## START
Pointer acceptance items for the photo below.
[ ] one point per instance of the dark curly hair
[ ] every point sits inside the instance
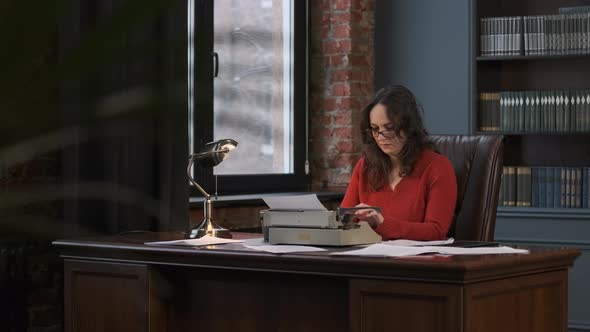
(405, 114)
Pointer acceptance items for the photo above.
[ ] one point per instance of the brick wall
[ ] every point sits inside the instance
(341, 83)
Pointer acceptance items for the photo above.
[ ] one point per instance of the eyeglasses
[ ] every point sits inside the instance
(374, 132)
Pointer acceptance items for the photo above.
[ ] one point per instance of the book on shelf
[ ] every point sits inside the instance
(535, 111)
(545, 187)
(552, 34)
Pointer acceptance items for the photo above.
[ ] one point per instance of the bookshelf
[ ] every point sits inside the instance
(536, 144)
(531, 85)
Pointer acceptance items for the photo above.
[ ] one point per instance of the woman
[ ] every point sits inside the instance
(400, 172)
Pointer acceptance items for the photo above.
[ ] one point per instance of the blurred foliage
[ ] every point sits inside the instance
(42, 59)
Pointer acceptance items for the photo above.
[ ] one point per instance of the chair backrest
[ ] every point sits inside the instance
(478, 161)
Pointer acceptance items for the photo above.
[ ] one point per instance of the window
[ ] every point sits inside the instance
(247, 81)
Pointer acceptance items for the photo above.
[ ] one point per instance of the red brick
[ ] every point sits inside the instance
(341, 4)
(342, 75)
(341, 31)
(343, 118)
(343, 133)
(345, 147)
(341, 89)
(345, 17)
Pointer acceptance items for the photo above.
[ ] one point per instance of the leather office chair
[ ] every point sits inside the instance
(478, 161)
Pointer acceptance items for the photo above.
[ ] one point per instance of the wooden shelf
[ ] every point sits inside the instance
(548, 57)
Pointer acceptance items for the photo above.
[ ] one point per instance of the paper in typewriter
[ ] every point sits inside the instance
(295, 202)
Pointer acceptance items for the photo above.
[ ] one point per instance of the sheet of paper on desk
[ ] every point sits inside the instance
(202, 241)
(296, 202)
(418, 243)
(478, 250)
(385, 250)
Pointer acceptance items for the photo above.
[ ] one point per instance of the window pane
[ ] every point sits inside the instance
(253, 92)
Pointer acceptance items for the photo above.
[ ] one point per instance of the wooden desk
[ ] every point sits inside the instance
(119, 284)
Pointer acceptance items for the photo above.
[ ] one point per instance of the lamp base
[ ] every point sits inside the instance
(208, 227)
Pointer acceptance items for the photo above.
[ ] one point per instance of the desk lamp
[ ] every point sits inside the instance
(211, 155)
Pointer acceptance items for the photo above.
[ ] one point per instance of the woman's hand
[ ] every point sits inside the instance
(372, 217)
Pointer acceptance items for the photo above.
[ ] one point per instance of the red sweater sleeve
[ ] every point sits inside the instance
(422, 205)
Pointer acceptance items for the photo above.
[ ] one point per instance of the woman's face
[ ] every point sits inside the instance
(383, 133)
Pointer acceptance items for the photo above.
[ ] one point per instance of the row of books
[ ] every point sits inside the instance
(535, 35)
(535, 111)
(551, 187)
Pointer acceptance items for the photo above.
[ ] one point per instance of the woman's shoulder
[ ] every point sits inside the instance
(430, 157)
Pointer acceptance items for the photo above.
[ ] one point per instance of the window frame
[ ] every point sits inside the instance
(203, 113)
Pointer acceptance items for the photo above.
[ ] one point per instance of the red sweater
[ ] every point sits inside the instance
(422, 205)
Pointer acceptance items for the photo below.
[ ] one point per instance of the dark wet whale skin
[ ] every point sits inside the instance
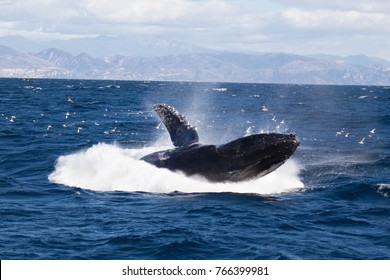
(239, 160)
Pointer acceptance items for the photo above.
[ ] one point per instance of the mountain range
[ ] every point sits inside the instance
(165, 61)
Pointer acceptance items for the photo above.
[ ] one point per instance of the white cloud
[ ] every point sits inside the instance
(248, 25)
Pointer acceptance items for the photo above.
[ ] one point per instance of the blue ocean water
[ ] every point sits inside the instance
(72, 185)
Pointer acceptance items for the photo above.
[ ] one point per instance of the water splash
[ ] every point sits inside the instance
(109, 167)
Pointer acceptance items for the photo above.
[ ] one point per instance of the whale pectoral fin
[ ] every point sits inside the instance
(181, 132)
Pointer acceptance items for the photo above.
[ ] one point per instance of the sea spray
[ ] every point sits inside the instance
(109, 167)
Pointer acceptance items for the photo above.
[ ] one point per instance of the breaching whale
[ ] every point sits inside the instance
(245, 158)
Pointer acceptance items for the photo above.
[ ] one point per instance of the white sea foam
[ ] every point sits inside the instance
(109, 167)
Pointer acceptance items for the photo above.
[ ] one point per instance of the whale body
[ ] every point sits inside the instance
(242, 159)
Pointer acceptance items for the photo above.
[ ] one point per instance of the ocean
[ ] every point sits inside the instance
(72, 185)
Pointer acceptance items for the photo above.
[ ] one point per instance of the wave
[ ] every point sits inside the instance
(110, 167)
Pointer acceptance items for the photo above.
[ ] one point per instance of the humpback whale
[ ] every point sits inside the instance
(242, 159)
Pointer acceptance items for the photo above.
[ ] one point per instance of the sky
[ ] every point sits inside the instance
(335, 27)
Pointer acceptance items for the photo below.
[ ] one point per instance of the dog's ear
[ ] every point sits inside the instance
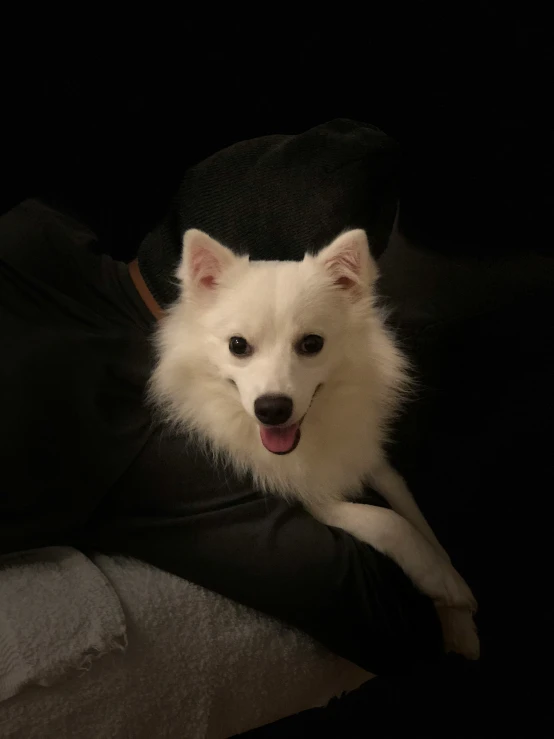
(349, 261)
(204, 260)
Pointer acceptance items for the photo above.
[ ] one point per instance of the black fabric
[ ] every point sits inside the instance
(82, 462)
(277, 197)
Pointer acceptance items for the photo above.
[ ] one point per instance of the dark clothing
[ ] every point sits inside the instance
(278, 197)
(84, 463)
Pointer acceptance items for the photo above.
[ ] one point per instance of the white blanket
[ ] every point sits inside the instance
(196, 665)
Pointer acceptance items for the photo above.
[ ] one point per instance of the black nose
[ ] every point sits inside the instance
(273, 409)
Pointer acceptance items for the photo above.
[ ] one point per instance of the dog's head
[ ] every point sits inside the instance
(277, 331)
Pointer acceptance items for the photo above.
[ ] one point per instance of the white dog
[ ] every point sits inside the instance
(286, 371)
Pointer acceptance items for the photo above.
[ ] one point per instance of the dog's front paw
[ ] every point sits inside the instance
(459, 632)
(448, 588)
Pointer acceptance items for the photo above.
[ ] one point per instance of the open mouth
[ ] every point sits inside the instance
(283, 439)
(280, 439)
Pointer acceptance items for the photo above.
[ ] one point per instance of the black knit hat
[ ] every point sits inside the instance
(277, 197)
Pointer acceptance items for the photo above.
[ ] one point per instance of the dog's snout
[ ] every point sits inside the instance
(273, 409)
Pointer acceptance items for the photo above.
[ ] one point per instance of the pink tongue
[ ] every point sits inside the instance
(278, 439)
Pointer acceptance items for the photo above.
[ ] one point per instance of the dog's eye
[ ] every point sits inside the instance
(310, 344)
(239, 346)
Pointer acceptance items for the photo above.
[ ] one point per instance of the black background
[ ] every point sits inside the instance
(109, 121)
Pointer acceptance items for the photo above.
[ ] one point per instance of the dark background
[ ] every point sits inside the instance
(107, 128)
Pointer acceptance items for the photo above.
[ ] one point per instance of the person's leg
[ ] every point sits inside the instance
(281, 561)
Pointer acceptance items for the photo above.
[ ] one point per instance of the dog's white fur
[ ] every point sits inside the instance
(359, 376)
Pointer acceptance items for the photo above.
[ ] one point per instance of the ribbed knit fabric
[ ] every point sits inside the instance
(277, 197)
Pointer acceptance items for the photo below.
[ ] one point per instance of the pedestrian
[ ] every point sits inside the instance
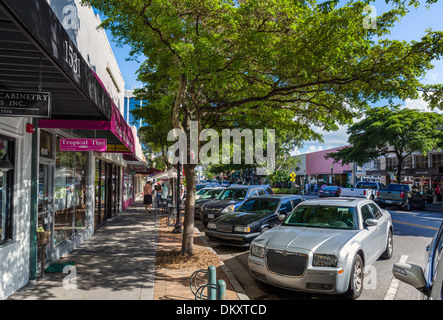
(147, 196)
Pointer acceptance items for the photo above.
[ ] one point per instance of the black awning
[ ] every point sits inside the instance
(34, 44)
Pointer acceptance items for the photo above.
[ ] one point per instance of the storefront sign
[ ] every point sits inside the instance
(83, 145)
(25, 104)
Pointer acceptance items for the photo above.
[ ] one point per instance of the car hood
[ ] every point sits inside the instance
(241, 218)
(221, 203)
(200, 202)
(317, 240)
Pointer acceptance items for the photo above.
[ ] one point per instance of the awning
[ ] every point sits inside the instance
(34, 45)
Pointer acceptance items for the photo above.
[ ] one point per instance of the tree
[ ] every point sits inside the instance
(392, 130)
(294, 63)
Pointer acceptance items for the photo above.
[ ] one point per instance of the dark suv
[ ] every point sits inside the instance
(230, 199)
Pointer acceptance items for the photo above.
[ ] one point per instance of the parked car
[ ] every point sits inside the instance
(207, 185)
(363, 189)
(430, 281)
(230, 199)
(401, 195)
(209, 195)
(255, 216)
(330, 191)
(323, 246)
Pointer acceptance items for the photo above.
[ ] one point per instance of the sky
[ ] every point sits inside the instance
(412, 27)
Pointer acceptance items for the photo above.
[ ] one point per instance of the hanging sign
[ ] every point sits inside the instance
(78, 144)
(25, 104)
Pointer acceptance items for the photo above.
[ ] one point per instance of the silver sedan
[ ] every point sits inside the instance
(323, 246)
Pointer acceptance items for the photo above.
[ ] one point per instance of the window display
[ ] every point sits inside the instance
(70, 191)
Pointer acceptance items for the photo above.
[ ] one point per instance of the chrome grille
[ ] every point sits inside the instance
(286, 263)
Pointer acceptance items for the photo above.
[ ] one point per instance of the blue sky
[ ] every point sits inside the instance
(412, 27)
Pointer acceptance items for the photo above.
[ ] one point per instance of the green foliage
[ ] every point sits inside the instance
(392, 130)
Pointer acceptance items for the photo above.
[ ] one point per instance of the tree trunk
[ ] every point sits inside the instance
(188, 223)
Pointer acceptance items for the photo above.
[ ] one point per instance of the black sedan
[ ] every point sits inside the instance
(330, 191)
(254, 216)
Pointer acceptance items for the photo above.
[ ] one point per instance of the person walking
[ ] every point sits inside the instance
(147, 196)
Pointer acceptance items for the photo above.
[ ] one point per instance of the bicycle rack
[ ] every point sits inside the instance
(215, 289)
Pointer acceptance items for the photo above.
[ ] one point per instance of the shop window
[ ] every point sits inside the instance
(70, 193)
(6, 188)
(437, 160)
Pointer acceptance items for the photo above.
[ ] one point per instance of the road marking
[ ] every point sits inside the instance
## END
Exercise aim: Pick out each row above that contains the string "whale" with the same capitalization, and copy those rows in full.

Written solution:
[ ] one point per instance of the dark wet whale skin
[ ] one point per instance of the whale pectoral fin
[ ] one point per instance of the breaching whale
[ ] one point per instance of the whale body
[ ] one point per instance of the humpback whale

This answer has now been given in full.